* [Requirement a]: Please count the lines in the records below that contain the string "http" and give only that number.

* [Extract to read]:
────────────────

Title: "Rei Naito come and live – go and live"
Artist: Rei Naito
Photos: Naoya Hatakeyama, Kenji Takahashi
Publisher: HeHe
Language: Japanese/English
Size: 29.7 x 22.5 cm
The sun makes light and shadow, the earth forms water and rocks, and the atmosphere weaves wind and rain. Rei Naito is an artist who captures the elements of nature that surround us and the small things in our daily lives. She looks at scenes and subtle phenomena that we often overlook on a daily basis, creating “primordial scenes of life”. Her meticulously conceived work with a universal perspective invites the visitor to enter a submerged state of mind.
Her exhibition “Rei Naito: come and live – go and live” at the 150-year-old Tokyo National Museum was conceived when Naito encountered the museum’s collection and architecture. She found the human soul that resonated with her own creativity in the clay objects of the Jomon period after ten thousand years had passed. The creation of these objects was compelled by feelings of awe and the desire to pray, and Naito has said that she discovered in them “compassion that permeates the spaces inside and outside of life”. Each of the clay objects — created in response to the demands of life — seems to speak to us about what it means to be human. The exhibition spaces, illuminated by natural light, evoke the realms of life and death that once existed with the sun, and the intimate harmony that endured between human and nature, and human and other living beings.

────────────────

* [Supplied material]:
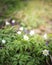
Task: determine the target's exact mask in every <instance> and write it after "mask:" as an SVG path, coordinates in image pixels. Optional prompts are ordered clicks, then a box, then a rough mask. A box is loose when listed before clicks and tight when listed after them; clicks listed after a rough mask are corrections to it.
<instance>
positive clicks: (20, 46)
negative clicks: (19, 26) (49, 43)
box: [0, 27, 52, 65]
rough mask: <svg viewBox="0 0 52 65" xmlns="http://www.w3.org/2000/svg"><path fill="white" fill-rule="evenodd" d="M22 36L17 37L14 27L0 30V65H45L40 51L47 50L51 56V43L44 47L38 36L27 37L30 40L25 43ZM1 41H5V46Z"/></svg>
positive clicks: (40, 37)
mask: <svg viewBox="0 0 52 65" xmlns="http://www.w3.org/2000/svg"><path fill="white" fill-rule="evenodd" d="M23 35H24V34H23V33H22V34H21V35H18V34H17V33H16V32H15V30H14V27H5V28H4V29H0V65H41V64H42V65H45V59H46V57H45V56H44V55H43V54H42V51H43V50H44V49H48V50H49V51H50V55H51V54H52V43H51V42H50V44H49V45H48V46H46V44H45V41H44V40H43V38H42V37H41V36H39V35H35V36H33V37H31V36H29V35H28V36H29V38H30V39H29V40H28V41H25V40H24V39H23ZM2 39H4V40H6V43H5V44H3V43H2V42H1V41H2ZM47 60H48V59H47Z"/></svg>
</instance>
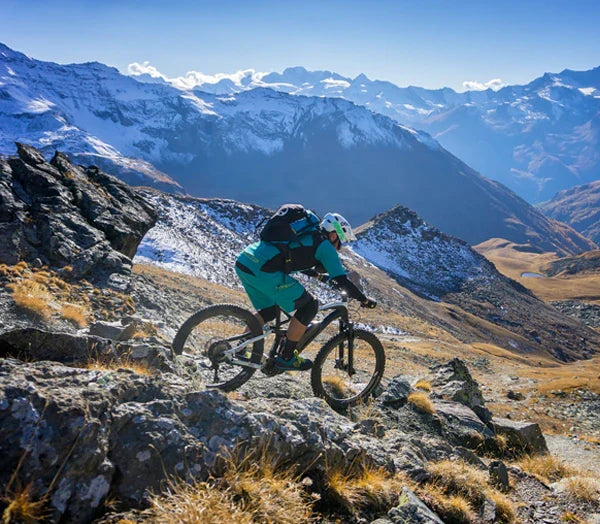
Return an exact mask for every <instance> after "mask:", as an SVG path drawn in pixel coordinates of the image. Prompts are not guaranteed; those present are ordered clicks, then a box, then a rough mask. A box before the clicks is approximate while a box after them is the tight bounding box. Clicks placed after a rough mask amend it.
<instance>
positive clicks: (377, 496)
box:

────────────────

* [Requirement b]:
Answer these questions from the Rei Naito text above, one answer per line:
(i) What size is the publication?
(ii) How old is the museum where the exhibition was held?
(iii) From what period are the clay objects in which Naito found the human soul?

* [Final answer a]: 2

* [Final answer b]:
(i) 29.7 x 22.5 cm
(ii) 150 years old
(iii) The Jomon period